◆ Your objective ◆
Work out how many lines of the material contain the string "lake". Respond with the number only.

◆ Dataset records ◆
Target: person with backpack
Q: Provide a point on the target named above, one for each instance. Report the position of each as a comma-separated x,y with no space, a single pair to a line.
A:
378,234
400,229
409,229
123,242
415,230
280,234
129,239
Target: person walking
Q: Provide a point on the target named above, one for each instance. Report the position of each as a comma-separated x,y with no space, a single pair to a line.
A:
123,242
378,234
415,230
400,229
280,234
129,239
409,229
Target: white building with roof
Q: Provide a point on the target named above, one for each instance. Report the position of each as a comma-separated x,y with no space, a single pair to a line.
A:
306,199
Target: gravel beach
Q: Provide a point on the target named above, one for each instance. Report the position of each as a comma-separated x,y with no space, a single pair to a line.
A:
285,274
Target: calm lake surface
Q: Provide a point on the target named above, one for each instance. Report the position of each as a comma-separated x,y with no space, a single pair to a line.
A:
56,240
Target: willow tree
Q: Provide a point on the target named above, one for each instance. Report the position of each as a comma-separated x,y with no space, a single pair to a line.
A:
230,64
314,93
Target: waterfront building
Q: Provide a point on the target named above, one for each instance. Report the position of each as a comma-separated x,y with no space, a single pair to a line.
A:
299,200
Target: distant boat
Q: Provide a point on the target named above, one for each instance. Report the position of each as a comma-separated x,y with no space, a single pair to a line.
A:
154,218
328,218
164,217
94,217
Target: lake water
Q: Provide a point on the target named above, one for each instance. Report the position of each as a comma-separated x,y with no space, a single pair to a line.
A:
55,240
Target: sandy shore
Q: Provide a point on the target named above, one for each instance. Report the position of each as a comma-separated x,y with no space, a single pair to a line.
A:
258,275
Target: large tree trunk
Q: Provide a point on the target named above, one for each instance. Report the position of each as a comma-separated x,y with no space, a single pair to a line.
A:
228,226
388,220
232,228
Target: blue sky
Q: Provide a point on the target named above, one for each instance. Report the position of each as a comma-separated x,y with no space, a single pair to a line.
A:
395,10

◆ Response for this exercise ◆
2